*** Opening of Entries provided ***

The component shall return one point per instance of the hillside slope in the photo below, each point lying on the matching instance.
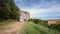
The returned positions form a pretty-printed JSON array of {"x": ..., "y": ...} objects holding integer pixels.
[{"x": 32, "y": 28}]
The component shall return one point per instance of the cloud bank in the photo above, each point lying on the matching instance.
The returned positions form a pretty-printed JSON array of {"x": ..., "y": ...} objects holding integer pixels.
[{"x": 42, "y": 9}]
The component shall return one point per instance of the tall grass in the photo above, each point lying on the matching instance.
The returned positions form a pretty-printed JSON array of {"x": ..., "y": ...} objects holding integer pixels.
[{"x": 33, "y": 28}]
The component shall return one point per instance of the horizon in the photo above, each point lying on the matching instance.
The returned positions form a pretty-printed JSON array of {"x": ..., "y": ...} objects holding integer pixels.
[{"x": 40, "y": 9}]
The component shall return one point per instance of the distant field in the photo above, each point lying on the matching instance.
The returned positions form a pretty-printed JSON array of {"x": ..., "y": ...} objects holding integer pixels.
[{"x": 32, "y": 28}]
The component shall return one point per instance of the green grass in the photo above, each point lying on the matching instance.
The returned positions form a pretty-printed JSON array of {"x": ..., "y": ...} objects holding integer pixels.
[
  {"x": 32, "y": 28},
  {"x": 5, "y": 23}
]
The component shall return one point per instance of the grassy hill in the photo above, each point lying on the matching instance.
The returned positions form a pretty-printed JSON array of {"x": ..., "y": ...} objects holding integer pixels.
[{"x": 33, "y": 28}]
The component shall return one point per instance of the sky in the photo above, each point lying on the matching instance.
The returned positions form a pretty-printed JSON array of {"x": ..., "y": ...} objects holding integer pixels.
[{"x": 40, "y": 9}]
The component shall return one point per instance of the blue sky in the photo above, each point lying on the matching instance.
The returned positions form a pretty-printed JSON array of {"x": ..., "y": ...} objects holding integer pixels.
[{"x": 41, "y": 9}]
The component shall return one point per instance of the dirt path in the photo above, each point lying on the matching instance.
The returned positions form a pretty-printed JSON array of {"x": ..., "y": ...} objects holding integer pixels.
[{"x": 15, "y": 28}]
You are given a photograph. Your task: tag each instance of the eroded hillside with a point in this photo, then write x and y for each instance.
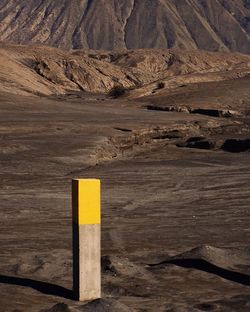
(43, 70)
(214, 25)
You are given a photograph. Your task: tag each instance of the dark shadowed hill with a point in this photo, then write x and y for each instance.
(214, 25)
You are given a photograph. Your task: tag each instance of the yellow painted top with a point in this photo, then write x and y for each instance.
(88, 201)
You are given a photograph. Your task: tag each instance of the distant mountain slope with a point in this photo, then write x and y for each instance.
(42, 70)
(214, 25)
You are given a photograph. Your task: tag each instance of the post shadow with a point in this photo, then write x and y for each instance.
(42, 287)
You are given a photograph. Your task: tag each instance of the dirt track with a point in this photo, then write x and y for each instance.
(158, 201)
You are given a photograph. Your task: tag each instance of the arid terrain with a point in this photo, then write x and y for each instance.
(214, 25)
(172, 153)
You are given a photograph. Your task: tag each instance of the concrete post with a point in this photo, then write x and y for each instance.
(86, 239)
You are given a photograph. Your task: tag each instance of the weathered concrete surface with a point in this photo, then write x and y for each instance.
(158, 201)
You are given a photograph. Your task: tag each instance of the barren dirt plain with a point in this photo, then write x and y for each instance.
(174, 166)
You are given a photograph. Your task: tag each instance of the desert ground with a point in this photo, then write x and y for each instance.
(174, 167)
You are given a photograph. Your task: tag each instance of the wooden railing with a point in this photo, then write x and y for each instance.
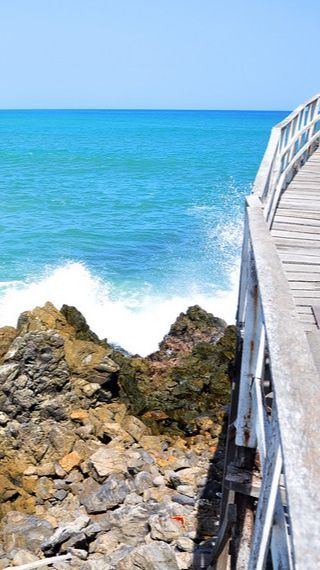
(272, 471)
(290, 144)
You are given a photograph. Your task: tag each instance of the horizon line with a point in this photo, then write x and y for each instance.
(140, 109)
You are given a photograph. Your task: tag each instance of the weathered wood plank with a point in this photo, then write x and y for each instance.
(296, 204)
(306, 294)
(305, 285)
(266, 506)
(42, 563)
(307, 319)
(299, 257)
(296, 213)
(303, 277)
(316, 313)
(293, 225)
(306, 300)
(299, 267)
(294, 244)
(284, 334)
(304, 310)
(297, 231)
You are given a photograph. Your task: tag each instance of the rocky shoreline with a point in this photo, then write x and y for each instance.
(105, 455)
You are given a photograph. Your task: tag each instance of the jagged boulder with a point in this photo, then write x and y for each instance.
(187, 378)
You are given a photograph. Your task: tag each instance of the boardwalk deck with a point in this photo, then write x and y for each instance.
(296, 233)
(274, 412)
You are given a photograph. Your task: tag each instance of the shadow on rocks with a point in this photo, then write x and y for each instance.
(208, 514)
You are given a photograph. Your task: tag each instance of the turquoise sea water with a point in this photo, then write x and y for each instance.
(129, 215)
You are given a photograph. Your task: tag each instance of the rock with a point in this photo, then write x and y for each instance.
(109, 460)
(99, 498)
(34, 374)
(185, 560)
(44, 319)
(79, 324)
(25, 531)
(3, 419)
(158, 494)
(63, 533)
(100, 523)
(69, 461)
(159, 481)
(62, 439)
(186, 490)
(7, 336)
(151, 443)
(186, 378)
(115, 431)
(105, 543)
(46, 470)
(183, 499)
(164, 528)
(23, 557)
(157, 556)
(135, 427)
(190, 475)
(185, 544)
(78, 553)
(143, 481)
(79, 415)
(131, 522)
(89, 361)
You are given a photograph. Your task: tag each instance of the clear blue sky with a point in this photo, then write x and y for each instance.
(200, 54)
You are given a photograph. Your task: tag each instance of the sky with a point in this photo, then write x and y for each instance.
(158, 54)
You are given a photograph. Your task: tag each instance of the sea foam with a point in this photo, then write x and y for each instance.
(135, 322)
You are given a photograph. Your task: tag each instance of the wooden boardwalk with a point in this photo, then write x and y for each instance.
(296, 232)
(270, 513)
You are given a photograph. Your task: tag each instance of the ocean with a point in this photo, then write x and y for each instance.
(131, 216)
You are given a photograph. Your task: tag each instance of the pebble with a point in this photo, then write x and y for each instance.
(183, 500)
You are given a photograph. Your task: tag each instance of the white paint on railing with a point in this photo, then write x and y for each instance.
(268, 322)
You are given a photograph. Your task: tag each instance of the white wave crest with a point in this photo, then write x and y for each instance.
(135, 322)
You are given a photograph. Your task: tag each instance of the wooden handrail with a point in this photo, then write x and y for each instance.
(276, 392)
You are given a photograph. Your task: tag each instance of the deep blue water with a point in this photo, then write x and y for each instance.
(131, 215)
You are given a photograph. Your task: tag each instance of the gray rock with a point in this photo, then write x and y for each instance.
(143, 481)
(109, 460)
(183, 500)
(185, 544)
(157, 556)
(163, 527)
(159, 481)
(135, 427)
(105, 543)
(100, 523)
(99, 498)
(3, 419)
(63, 533)
(132, 522)
(25, 531)
(23, 557)
(186, 490)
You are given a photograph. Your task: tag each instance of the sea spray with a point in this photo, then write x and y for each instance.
(135, 321)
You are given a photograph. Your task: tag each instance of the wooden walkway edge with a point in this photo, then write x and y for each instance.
(275, 413)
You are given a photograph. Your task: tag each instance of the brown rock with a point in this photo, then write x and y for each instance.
(79, 415)
(69, 461)
(7, 335)
(29, 484)
(89, 361)
(44, 318)
(109, 460)
(151, 443)
(135, 427)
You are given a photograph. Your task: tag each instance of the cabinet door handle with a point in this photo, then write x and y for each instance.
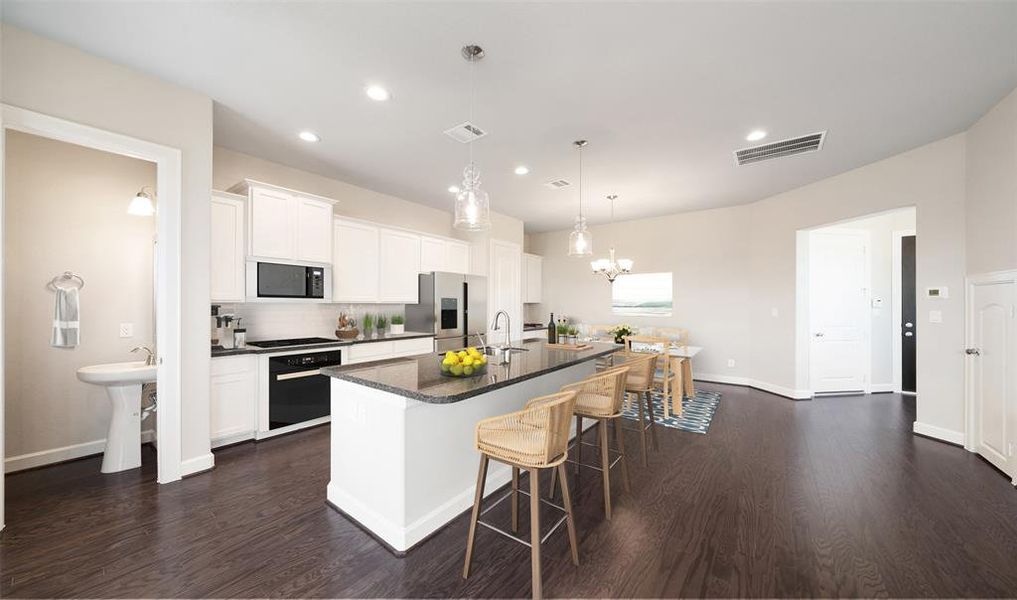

*** Close of Entries provided ***

-- Required work --
Restate word for word the lines that begin at the one containing "the wooden walkway" and end with the final line of the records. Pictures stay out.

-- Written solution --
You are given a photograph. Your task: tag each instance of the wooden walkway edge with a point in this photo, then write x and y for each instance.
(275, 413)
You are given a photograph. Your task: tag each instance of the brown rock with a point in this photo, then write x and y for each instance.
(79, 415)
(69, 461)
(7, 335)
(29, 484)
(89, 361)
(44, 318)
(109, 460)
(151, 443)
(135, 427)
You are given a photograph. Your task: tag each instance of the cabinet door handle with a point in this photo, then write x and y for each instance.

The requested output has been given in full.